- **Data for the task**
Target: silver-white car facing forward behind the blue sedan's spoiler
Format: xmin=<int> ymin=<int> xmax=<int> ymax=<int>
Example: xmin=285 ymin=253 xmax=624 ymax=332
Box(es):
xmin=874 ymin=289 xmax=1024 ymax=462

- **Your assignment**
Would you reproduce all of the data exactly, without a single alteration?

- **Result of the task**
Target: silver-white car facing forward behind the blue sedan's spoiler
Format: xmin=<int> ymin=<int> xmax=<int> ymax=<int>
Example: xmin=285 ymin=253 xmax=624 ymax=332
Box(es):
xmin=874 ymin=289 xmax=1024 ymax=462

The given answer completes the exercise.